— Begin —
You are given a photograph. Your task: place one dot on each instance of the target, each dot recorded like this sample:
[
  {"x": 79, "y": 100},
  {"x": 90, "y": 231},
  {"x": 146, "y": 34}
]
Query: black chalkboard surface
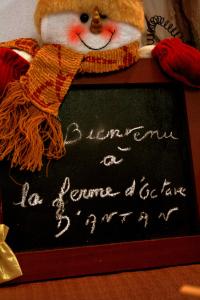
[{"x": 127, "y": 177}]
— End —
→ WRITTEN EXERCISE
Rewrite the item above with "chalkboard" replaced by "blackboard" and everything else unchanged, omitting the picture.

→ FINISHED ANSWER
You are given a photograph. Your task: place one dot on each instance of the target, each dot recorded like this sample:
[
  {"x": 79, "y": 100},
  {"x": 90, "y": 231},
  {"x": 146, "y": 34}
]
Query: black blackboard surface
[{"x": 127, "y": 177}]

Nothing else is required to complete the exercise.